> Excerpted records:
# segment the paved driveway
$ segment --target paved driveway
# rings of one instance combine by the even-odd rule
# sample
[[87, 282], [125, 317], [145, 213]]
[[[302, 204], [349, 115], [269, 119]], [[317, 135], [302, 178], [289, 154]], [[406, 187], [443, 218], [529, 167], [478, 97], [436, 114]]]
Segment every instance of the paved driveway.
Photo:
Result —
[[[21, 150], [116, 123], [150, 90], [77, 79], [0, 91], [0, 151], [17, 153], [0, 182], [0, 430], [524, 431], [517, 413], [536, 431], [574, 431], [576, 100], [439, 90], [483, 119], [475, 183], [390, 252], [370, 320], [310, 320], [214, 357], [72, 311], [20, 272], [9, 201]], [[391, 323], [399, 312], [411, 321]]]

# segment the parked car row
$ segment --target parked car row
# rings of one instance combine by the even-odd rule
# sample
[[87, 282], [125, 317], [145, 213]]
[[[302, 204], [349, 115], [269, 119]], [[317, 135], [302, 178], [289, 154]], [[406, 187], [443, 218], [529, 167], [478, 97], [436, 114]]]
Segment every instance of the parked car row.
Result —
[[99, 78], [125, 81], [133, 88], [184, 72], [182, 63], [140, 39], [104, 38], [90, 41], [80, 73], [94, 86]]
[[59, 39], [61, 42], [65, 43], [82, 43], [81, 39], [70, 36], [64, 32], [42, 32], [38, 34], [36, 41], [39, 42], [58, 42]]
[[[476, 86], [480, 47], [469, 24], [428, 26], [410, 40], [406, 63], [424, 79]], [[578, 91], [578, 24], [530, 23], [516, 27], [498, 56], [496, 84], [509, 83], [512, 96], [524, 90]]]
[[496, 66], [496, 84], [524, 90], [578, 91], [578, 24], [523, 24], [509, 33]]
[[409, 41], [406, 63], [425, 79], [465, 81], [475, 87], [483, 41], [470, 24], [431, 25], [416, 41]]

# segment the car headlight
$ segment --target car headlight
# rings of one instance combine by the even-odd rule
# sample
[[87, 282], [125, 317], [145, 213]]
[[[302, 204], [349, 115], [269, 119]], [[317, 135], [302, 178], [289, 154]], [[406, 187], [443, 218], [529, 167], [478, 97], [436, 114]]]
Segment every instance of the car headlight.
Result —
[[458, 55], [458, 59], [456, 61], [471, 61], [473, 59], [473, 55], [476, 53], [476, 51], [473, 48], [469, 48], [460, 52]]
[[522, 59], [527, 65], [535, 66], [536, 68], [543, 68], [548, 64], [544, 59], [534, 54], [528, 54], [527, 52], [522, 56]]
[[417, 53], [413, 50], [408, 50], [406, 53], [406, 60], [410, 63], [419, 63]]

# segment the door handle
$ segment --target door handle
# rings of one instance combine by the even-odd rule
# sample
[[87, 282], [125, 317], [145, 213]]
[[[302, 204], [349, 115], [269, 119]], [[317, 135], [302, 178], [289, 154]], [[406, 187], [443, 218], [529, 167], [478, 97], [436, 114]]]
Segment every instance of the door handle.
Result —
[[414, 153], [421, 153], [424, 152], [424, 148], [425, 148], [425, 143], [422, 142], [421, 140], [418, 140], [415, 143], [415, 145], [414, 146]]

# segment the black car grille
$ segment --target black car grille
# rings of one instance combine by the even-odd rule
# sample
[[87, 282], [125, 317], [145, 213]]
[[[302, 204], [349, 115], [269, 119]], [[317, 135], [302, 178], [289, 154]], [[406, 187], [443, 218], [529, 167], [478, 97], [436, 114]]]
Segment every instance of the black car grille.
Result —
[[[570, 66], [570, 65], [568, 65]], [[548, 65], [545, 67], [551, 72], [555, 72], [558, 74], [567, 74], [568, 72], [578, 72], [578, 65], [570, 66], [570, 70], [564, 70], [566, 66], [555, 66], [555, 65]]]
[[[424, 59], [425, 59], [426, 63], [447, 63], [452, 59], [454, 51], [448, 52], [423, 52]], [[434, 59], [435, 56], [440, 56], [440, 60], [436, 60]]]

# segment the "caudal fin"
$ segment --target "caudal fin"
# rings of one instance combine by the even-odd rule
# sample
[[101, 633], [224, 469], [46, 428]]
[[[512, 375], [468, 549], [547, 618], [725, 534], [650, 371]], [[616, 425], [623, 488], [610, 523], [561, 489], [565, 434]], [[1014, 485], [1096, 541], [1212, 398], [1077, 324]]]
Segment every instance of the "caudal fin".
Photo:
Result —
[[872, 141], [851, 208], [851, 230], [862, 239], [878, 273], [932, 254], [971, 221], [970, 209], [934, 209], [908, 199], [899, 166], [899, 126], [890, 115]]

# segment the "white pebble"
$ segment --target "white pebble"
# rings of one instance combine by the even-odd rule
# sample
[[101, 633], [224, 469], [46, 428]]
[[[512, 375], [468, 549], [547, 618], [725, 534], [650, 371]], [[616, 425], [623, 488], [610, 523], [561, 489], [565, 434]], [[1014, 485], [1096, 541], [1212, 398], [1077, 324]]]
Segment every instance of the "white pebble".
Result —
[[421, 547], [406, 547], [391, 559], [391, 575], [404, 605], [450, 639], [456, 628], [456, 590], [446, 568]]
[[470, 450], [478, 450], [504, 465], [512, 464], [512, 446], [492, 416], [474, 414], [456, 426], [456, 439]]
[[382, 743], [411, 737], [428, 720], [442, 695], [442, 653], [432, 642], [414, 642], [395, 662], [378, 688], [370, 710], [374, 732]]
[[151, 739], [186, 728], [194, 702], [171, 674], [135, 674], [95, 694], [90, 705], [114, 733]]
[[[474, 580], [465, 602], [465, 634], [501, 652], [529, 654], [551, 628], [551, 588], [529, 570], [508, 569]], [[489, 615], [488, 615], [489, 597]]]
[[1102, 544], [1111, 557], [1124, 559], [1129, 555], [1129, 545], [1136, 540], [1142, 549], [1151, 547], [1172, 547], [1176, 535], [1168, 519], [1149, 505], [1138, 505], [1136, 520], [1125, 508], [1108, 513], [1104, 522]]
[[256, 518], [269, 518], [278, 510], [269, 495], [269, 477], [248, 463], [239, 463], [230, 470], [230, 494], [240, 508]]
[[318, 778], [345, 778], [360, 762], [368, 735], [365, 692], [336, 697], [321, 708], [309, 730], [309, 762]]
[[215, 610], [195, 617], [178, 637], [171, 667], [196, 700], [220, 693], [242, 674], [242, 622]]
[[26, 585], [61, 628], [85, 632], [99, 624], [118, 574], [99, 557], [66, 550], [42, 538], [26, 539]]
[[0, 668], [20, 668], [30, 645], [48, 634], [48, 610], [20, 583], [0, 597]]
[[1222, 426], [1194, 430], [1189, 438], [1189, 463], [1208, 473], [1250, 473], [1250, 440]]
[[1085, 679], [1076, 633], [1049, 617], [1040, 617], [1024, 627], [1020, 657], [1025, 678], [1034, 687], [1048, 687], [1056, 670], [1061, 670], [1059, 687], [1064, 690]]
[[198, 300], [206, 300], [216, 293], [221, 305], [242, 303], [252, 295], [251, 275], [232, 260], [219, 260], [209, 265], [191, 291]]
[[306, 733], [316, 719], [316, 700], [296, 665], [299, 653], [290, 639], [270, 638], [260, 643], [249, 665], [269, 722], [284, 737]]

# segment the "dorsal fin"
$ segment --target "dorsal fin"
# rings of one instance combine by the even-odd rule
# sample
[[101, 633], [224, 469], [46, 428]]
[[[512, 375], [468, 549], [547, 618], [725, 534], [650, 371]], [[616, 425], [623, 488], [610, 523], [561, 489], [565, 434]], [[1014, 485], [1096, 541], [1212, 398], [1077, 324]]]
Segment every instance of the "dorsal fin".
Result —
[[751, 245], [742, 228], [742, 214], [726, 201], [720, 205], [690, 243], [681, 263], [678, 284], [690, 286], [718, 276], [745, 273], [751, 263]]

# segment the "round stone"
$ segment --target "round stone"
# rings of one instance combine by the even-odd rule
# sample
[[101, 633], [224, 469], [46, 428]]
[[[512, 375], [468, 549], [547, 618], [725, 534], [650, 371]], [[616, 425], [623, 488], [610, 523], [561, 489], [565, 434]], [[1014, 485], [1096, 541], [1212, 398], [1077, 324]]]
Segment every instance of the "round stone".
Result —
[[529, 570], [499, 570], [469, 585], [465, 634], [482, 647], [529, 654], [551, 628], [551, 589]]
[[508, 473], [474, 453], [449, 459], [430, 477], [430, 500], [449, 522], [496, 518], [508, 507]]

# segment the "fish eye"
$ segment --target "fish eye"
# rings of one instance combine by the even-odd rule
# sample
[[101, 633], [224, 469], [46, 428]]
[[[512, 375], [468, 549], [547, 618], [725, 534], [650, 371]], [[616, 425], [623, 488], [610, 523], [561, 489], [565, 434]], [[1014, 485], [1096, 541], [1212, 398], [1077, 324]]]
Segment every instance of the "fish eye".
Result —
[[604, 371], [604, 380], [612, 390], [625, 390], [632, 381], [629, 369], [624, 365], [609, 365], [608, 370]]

> Exercise brief: Please recast the records as a Markdown table with the columns No. and Line. Begin at the first line of the records, stop after the line that has "312], [411, 321]]]", and leave out blank lines.

> Exercise result:
| No. | Line |
|---|---|
| 1 | # segment the paved driveway |
| 2 | $ segment --target paved driveway |
| 3 | # rings of one instance combine by the even-odd rule |
| 4 | # sample |
| 5 | [[87, 282], [125, 317], [145, 213]] |
| 6 | [[[302, 204], [349, 115], [269, 119]], [[317, 135], [302, 178], [289, 154]], [[406, 187], [443, 218], [529, 167], [478, 97], [436, 114]]] |
| 7 | Segment every instance of the paved driveway. |
| 8 | Photo: |
| 9 | Result — |
| 10 | [[[21, 150], [116, 123], [150, 90], [77, 79], [0, 91], [0, 151], [17, 153], [0, 182], [0, 430], [524, 431], [517, 413], [536, 431], [574, 431], [576, 100], [439, 90], [483, 119], [475, 183], [390, 252], [370, 320], [310, 320], [214, 357], [72, 311], [20, 272], [9, 201]], [[391, 323], [399, 312], [411, 321]]] |